▶ [Exercise material]:
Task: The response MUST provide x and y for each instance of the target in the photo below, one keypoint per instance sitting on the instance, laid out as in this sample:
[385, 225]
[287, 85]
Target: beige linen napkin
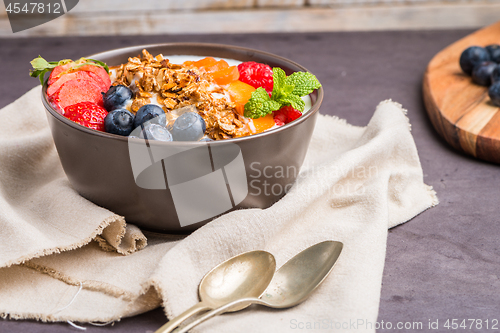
[356, 183]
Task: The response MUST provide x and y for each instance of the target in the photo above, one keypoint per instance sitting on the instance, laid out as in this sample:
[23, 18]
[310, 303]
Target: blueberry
[116, 97]
[148, 112]
[495, 75]
[494, 51]
[155, 132]
[481, 74]
[190, 126]
[473, 56]
[494, 93]
[119, 122]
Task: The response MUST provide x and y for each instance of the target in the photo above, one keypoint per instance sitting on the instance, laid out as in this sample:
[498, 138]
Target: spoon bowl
[245, 275]
[301, 275]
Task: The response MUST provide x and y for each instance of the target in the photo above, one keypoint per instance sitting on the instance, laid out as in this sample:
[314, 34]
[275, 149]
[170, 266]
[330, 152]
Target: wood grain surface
[460, 110]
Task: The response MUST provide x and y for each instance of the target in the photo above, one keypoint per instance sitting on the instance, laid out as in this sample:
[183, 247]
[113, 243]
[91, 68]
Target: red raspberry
[257, 75]
[285, 115]
[87, 114]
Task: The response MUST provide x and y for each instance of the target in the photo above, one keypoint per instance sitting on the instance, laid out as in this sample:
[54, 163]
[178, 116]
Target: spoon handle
[172, 324]
[216, 312]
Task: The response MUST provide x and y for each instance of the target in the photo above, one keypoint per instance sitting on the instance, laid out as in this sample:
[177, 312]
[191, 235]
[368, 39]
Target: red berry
[87, 114]
[99, 71]
[257, 75]
[54, 75]
[285, 115]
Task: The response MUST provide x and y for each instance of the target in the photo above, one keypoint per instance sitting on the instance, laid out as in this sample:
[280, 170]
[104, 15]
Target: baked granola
[172, 86]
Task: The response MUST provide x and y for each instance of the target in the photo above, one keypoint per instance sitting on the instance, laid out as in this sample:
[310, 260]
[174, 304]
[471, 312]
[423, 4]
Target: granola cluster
[172, 86]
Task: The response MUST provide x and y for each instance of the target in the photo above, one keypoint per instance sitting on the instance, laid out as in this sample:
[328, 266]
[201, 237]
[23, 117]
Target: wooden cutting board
[460, 110]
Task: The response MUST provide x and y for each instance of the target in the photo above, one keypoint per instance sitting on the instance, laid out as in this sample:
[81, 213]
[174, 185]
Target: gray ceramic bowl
[100, 167]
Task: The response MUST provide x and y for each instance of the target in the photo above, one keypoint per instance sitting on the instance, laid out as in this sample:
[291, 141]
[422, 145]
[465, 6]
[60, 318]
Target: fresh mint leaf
[279, 77]
[286, 91]
[304, 83]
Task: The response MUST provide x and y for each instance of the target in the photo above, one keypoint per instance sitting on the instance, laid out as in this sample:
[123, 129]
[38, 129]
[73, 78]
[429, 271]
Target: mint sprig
[42, 66]
[287, 90]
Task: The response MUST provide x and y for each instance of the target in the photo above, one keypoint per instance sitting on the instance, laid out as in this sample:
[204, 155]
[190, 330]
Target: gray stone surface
[444, 263]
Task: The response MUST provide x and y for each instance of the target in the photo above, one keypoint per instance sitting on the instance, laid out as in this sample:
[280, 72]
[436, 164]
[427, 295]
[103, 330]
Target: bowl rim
[314, 106]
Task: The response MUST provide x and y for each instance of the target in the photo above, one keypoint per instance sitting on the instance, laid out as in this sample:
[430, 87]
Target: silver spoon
[292, 283]
[245, 275]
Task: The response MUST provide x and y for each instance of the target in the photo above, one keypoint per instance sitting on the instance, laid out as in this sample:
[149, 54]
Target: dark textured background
[442, 264]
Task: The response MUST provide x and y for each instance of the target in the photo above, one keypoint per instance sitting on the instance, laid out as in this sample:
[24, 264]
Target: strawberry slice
[76, 75]
[99, 71]
[63, 70]
[285, 115]
[87, 114]
[76, 91]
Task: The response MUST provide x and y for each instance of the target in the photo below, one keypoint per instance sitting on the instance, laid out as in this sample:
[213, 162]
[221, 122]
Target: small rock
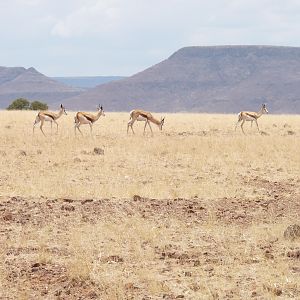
[98, 151]
[68, 207]
[22, 153]
[137, 198]
[8, 217]
[264, 133]
[291, 132]
[292, 232]
[269, 255]
[293, 253]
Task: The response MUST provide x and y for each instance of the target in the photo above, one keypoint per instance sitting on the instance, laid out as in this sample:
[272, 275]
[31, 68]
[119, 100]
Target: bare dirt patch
[142, 248]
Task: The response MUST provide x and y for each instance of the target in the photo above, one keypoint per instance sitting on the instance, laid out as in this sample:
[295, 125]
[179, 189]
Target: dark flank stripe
[49, 115]
[90, 119]
[144, 115]
[253, 116]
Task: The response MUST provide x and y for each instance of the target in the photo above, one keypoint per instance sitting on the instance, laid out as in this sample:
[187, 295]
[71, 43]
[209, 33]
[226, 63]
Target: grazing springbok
[244, 116]
[49, 116]
[141, 115]
[87, 118]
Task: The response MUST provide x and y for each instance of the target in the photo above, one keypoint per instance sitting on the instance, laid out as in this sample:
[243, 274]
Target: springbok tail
[37, 119]
[239, 117]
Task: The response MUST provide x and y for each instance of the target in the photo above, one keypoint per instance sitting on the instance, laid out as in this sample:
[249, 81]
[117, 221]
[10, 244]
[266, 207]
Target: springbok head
[63, 109]
[100, 110]
[162, 121]
[264, 109]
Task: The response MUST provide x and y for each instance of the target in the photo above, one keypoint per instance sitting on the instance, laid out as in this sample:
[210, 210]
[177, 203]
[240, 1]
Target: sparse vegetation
[198, 211]
[24, 104]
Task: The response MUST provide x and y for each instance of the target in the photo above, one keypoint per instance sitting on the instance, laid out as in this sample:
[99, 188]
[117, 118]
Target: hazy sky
[122, 37]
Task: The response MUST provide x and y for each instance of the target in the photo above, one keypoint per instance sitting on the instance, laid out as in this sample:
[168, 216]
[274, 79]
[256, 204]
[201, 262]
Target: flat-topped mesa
[238, 50]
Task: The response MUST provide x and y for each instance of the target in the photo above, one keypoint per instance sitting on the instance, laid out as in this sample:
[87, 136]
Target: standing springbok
[49, 116]
[87, 118]
[244, 116]
[141, 115]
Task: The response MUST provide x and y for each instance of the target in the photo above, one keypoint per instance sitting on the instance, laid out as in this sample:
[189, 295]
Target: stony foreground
[143, 248]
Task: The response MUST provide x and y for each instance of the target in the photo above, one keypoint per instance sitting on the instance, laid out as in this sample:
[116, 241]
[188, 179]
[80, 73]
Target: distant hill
[29, 83]
[220, 79]
[87, 82]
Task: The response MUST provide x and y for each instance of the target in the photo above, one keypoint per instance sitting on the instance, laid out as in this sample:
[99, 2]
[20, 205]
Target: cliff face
[29, 83]
[207, 79]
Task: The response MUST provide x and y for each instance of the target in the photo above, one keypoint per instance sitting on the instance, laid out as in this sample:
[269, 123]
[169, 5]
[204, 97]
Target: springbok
[87, 118]
[141, 115]
[244, 116]
[49, 116]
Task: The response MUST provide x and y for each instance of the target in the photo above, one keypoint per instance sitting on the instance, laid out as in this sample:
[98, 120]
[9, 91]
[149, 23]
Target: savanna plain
[198, 211]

▶ [Work order]: Your answer must be an exact transcription of every entry, minus the pictures.

▶ [Solution for this exercise]:
Task: The response MUST provide x and y for each instance of the target in the photo below, one keypoint per instance sitting on the instance, laid out as in this sample:
[385, 225]
[287, 85]
Target: beige linen napkin
[356, 183]
Task: The response MUST provide x and y for each instance of the target in the photo above, one keypoint per instance sitting on the instance, laid out as in this sample:
[23, 18]
[310, 303]
Target: blueberry
[116, 97]
[148, 112]
[495, 75]
[494, 51]
[155, 132]
[481, 74]
[190, 126]
[473, 56]
[494, 93]
[119, 122]
Task: The response MUST provide x and y for each instance of the target in the photo above, one keypoint per instance sitting on the instance, laid out as in this sample:
[498, 138]
Target: spoon bowl
[245, 275]
[301, 275]
Task: The response MUST provide x and y for each instance of the target in the photo above, one keypoint per instance sitting on the instance, laid out as in this sample:
[314, 34]
[275, 149]
[170, 266]
[330, 152]
Target: wood grain surface
[460, 110]
Task: The response MUST provide x and y for each instance of the target in the photo above, one keypoint per instance sitting on the instance, laid out as in this sample:
[183, 247]
[113, 243]
[91, 68]
Target: red raspberry
[257, 75]
[285, 115]
[87, 114]
Task: The response MUST provide x and y for each instance of the target in the photo above, one keypoint per instance sitting on the instance, laid out as in this sample:
[54, 163]
[178, 116]
Target: spoon handle
[172, 324]
[216, 312]
Task: The response MUST provide x and y for each instance of the target in the photo above, one keypoint per instance sitting on the instance, laid out as in this sample:
[177, 312]
[191, 235]
[368, 39]
Target: red berry
[87, 114]
[99, 71]
[257, 75]
[54, 75]
[285, 115]
Task: The response MUST provide x and y for each instance of the target in the photo above, one keypoint per instance sitting on the instance, laid out as in this sample:
[280, 170]
[104, 15]
Target: baked granola
[172, 86]
Task: The response MUST provide x and y for each instance of the target in the photo above, one keypoint per instance sitting on the instance, laid out as in this sample:
[310, 260]
[174, 304]
[471, 312]
[423, 4]
Target: granola cluster
[172, 86]
Task: The response MUST provide x and y for each instance of the target in the photo above, one keypoint per instance sitting on the instance, laid out as in this sample:
[328, 266]
[201, 237]
[23, 117]
Target: wooden cutting board
[460, 110]
Task: The response MUST provide x and y for each instance of the target in the photo above, one keypoint per instance sitting on the instance, laid out as in this sample:
[81, 213]
[174, 185]
Target: gray ceramic bowl
[100, 167]
Task: The response MUST provide x and y for each instance of the target in the photo above, one keypoint per instance sitting on the instance, laid out as in this sample:
[291, 141]
[422, 145]
[465, 6]
[60, 318]
Target: fresh mint leaf
[279, 77]
[286, 91]
[304, 83]
Task: The response MUST provide x and y for each instance of the target in the photo above, one keypoint per instance sitting on the instance, laid out as in this sample:
[123, 129]
[38, 129]
[73, 78]
[429, 271]
Target: mint sprig
[42, 66]
[287, 90]
Task: The response MUST provide x and y for each instance of the target in the photo above, one keypoint per instance sitting on the instance, laid out as in this sample:
[204, 155]
[190, 330]
Target: gray stone surface
[444, 263]
Task: The response MUST provide x and y for each instance of the target in the photo above, one keypoint per instance sitting on the instance, laid out as in this sample:
[280, 72]
[436, 164]
[427, 295]
[103, 330]
Target: bowl rim
[314, 106]
Task: The response MUST provide x and y for each instance of the target in the photo above, one keypoint per instance sitting on the instance, laid out as in this sample:
[430, 87]
Target: silver spoon
[292, 283]
[245, 275]
Task: The response MUST provide x and y for each instance of the target in the photo above, one keypoint per instance sitting on the instance, laid out as in this sample:
[149, 54]
Target: dark textured background
[442, 264]
Task: The response MUST provide x and y for each instance of the target in the photo above, one keypoint per instance sitting on the instance, laid out as in this sample:
[24, 264]
Target: strawberry slice
[76, 75]
[99, 71]
[63, 70]
[285, 115]
[87, 114]
[76, 91]
Task: The response MUST provide x and y for each instance of the target in the photo below, one keypoint per instance sitting on the instance, laid out as in this sample:
[213, 162]
[221, 122]
Target: small rock
[98, 151]
[68, 207]
[22, 153]
[137, 198]
[8, 217]
[264, 133]
[291, 132]
[292, 232]
[269, 255]
[293, 253]
Task: The response MUST provide x and y for each instance of the target in the photo above, one keypoint per instance sitting on the instance, laid out as in this sample:
[272, 275]
[31, 68]
[119, 100]
Target: bare dirt patch
[142, 248]
Task: The response MUST provide x and y for each instance of the target in the photo above, one keypoint per instance sitting on the instance, laid out as in this sample:
[295, 125]
[179, 189]
Target: dark flank stripe
[49, 115]
[90, 119]
[144, 115]
[253, 116]
Task: The response MUST provide x and y for each instance of the target in the photo above, one keypoint per instance sitting on the instance, laid out as in this sample:
[187, 295]
[71, 43]
[209, 33]
[226, 63]
Target: grazing springbok
[244, 116]
[49, 116]
[141, 115]
[87, 118]
Task: The response MUST provide x and y for each instance of the target in the photo above, one keypoint per instance sitting on the instance, laid out as in this sample:
[243, 274]
Target: springbok tail
[37, 119]
[239, 117]
Task: The response MUST provide x and y for each instance of the target in the photo above, one keypoint per instance sitting on the instance, laid out as in this sample:
[249, 81]
[117, 221]
[10, 244]
[266, 207]
Target: springbok head
[63, 109]
[100, 110]
[162, 121]
[264, 109]
Task: The response MUST provide x and y for each instance of the target in the photo above, one keypoint per instance sitting on the instance, laid out as in this sample:
[210, 210]
[177, 203]
[240, 1]
Target: sparse vegetation
[198, 211]
[24, 104]
Task: The response MUST provide x and y for each instance of the target in the photo above, one keypoint per instance sitting on the instance, laid out as in this sample:
[99, 188]
[117, 118]
Target: hazy sky
[122, 37]
Task: The response MUST provide x and y for each instance of the target in the photo above, one keypoint per instance sitting on the instance, laid out as in this sample:
[168, 216]
[274, 79]
[256, 204]
[201, 262]
Target: flat-topped mesa
[238, 50]
Task: The response MUST provide x and y for each instance of the target in the photo above, one keypoint per instance sitting on the instance, laid out as in this sample:
[87, 136]
Target: standing springbok
[49, 116]
[87, 118]
[244, 116]
[141, 115]
Task: The response MUST provide x and y for each instance of the target in the photo above, one keypoint per instance sitting on the instance, laid out as in this sample:
[189, 295]
Target: stony foreground
[143, 248]
Task: The response MUST provide x and y for each instance of the target in the photo above, one keypoint per instance sitting on the instance, laid out as in this sample:
[116, 241]
[188, 179]
[80, 73]
Target: distant hill
[29, 83]
[220, 79]
[87, 82]
Task: The response MUST provide x and y for each instance of the target in the photo above, one keypoint per instance sitting on the instance, laid out as in this sample:
[99, 2]
[20, 205]
Target: cliff face
[29, 83]
[207, 79]
Task: The response MUST provide x and y for each instance of the target in the photo above, one keypoint per instance sitting on the instance, laid out as in this sample:
[269, 123]
[169, 5]
[204, 97]
Target: springbok
[87, 118]
[141, 115]
[244, 116]
[49, 116]
Task: The response MUST provide x and y for each instance of the target in the photo above, one keypoint per instance sitting on the instance, laid out as in this sample:
[98, 120]
[9, 91]
[149, 23]
Target: savanna plain
[198, 211]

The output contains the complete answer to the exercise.